EXTRACTED TEXT

━━━━━━

Thursday, January 2, 2020
Ancestor #8: Another tip From DNA
Is it possible to find the right Kelly in pre-famine Ireland? How about if the given name was James—and he married a woman named Mary?
Researching my father-in-law's two Kelly lines has been a challenge, to say the least. One of those Kelly lines included a later immigration, plus a marriage to someone with a more distinct surname—such as Falvey, which I mentioned yesterday—so the challenge isn't quite so daunting there, despite that husband's name being John Kelly. A DNA connection never hurts, either.
In today's Kelly quandary, the going isn't so easy—if you can call a research question like this easy. Yes, James may have been a slightly less popular given name than John, but that is a small consolation in this research puzzle. There have been so few resources.
Quite a while ago, I had obtained some handwritten notes passed down from previous decades concerning an early Indiana burial ground—a place where the headstones are now far from readable.

━━━━━━

ENTRIES PROVIDED
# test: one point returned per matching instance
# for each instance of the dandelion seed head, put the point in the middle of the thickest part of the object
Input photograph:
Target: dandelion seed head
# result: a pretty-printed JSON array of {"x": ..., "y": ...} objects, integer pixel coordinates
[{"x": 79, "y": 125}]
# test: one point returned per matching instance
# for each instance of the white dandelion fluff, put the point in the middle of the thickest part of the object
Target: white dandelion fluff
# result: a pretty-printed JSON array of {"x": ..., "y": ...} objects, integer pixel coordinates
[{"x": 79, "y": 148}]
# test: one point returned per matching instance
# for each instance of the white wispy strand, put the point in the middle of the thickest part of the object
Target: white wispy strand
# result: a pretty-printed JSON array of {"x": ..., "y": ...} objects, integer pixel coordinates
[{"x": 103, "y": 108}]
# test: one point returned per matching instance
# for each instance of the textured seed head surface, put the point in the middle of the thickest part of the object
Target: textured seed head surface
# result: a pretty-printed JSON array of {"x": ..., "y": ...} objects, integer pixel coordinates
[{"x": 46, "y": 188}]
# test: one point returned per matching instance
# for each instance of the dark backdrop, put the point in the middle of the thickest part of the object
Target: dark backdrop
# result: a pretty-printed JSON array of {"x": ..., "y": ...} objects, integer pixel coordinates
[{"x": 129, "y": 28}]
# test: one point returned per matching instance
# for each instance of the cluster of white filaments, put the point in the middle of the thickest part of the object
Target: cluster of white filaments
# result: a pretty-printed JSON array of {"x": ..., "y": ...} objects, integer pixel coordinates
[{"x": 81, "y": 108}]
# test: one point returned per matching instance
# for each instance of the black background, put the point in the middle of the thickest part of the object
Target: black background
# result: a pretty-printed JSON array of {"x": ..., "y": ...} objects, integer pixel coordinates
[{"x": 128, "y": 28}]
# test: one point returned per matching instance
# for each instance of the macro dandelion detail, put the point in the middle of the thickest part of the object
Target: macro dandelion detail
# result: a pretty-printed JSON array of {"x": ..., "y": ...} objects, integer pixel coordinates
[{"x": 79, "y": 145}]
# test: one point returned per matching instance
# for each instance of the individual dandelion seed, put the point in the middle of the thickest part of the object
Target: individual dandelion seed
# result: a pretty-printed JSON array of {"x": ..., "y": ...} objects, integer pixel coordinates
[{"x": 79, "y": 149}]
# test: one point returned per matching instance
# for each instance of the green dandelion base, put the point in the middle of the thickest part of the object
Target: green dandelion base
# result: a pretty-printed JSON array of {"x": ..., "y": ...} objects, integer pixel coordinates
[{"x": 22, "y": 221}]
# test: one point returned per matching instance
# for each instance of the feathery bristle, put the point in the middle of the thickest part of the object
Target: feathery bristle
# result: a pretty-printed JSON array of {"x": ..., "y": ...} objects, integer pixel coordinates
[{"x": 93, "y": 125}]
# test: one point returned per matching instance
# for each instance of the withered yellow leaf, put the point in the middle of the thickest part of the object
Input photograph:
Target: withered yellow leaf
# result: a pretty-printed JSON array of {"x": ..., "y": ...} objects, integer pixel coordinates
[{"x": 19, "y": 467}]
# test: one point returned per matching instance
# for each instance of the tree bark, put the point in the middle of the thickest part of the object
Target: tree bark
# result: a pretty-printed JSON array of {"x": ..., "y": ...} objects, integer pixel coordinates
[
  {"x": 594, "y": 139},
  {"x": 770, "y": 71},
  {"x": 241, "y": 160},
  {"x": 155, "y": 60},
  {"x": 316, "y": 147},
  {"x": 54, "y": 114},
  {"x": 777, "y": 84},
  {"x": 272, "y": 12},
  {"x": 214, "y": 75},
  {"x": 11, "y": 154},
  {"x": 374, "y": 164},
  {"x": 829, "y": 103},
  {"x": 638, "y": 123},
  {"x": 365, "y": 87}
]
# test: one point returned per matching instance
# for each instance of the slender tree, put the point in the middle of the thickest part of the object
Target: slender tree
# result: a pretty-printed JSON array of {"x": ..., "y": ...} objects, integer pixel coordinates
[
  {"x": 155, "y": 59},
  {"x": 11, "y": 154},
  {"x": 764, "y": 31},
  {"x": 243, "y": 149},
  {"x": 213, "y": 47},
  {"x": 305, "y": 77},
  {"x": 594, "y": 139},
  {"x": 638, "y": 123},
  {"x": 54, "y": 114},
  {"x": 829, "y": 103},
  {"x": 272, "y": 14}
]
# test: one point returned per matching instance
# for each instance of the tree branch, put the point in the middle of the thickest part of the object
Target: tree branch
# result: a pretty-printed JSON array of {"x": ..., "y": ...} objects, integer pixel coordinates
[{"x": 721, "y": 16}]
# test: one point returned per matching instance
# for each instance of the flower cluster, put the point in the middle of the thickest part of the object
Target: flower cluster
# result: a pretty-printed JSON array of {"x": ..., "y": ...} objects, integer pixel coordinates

━━━━━━

WHAT YOU NEED TO DO
Using the Kelly research post, decide whether each statement agrees with it. For each, answer yes or no and quote the words that decide it. 1. In the Kelly line that includes a marriage to a Falvey, the husband was named John Kelly. 2. The writer says James was a more popular given name than John. 3. The headstones at the early Indiana burial ground can still be read clearly. Answer from the Kelly research post alone.

SOLUTION BELOW
1. Yes: "despite that husband's name being John Kelly"
2. No: "James may have been a slightly less popular given name than John"
3. No: "the headstones are now far from readable"